_How to complete this task_. Repeat the records below exactly, beginning at the first line and finishing with the line that contains "query | distant boat on water".

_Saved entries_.
* * * * * * *

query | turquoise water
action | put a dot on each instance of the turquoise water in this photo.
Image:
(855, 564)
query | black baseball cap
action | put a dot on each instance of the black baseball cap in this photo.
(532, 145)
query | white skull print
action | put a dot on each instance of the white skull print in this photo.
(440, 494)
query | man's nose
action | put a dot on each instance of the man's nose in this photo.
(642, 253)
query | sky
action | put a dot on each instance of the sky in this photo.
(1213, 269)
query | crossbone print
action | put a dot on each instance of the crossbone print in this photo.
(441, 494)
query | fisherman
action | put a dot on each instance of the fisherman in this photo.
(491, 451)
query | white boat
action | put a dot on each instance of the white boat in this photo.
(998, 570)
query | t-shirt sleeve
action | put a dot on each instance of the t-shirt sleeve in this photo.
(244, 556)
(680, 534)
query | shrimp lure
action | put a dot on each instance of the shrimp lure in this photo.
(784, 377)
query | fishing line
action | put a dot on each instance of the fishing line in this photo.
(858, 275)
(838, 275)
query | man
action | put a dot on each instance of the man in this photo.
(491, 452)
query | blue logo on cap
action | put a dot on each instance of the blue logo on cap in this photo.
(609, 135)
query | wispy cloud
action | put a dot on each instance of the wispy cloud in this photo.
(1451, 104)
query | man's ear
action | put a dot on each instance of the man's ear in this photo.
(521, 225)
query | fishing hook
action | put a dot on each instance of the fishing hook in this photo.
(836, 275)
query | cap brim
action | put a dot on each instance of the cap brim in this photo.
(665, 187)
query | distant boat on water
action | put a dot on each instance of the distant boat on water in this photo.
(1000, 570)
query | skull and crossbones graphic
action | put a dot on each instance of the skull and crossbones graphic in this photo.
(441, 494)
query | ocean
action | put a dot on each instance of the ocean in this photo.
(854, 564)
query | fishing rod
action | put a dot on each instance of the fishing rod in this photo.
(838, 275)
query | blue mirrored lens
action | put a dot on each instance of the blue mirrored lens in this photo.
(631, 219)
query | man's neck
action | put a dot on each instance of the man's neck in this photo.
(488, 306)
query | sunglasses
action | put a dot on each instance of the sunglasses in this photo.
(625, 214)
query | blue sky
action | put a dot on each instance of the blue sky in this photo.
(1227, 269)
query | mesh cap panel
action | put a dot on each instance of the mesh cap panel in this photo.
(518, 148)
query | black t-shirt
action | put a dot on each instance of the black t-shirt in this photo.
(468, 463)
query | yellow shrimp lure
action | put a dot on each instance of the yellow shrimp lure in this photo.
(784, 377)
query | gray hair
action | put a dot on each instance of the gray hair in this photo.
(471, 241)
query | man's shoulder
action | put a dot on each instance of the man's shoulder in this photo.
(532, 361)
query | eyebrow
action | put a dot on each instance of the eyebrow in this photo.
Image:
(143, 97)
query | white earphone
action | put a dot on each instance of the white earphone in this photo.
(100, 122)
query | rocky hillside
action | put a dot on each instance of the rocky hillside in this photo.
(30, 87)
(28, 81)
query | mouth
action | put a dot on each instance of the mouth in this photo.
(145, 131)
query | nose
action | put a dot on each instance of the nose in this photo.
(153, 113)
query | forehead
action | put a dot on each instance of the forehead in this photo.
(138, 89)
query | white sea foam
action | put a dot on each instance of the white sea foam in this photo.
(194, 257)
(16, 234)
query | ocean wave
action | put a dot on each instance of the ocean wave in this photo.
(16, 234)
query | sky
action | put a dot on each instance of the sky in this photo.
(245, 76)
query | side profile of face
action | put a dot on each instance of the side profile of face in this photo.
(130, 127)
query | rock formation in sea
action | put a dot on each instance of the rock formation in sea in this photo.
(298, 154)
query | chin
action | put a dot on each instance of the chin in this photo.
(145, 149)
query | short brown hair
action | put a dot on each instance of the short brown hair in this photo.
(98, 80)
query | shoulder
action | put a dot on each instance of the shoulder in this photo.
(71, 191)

* * * * * * *

_Written response_.
query | turquoise water
action | put a dot on each instance of the turquoise water in this photo.
Image:
(855, 564)
query | black baseball cap
action | put a dot on each instance of the black baseball cap in this photo.
(532, 145)
query | white skull print
action | put a dot on each instance of the white skull print in this photo.
(440, 494)
query | man's nose
action | put a dot on each instance of the man's nose in this photo.
(642, 253)
query | sky
action | put a dot on each instance of the sky in this photo.
(1213, 269)
query | crossbone print
action | put a dot on each instance of the crossbone print in this photo.
(441, 494)
query | fisherman
action | put a dot on each instance of the fisherman in this photo.
(491, 451)
query | white boat
action | put a dot on each instance of the white boat in this photo.
(998, 570)
query | t-shirt sleeve
action | put a dot on each instance of the t-shirt sleeve in this photo.
(244, 556)
(680, 534)
query | shrimp lure
action | put a dot on each instance of the shrimp lure in this photo.
(784, 377)
query | fishing line
action | put a dot on each instance of the fishing line in this photo.
(858, 275)
(838, 275)
query | man
action | put a dot on each instance of the man in this photo.
(491, 452)
query | blue logo on cap
action | put a dot on each instance of the blue logo on cap in this photo.
(609, 135)
query | wispy cloud
action | put a dot on each instance of the wispy cloud in this photo.
(1451, 104)
query | man's ear
action | put a dot on each instance of the man's ear in this photo.
(521, 225)
query | fishing hook
action | put a dot on each instance of the fishing hook in this photo.
(836, 275)
query | cap brim
action | put a dot on each instance of the cap brim in this photo.
(665, 187)
query | distant boat on water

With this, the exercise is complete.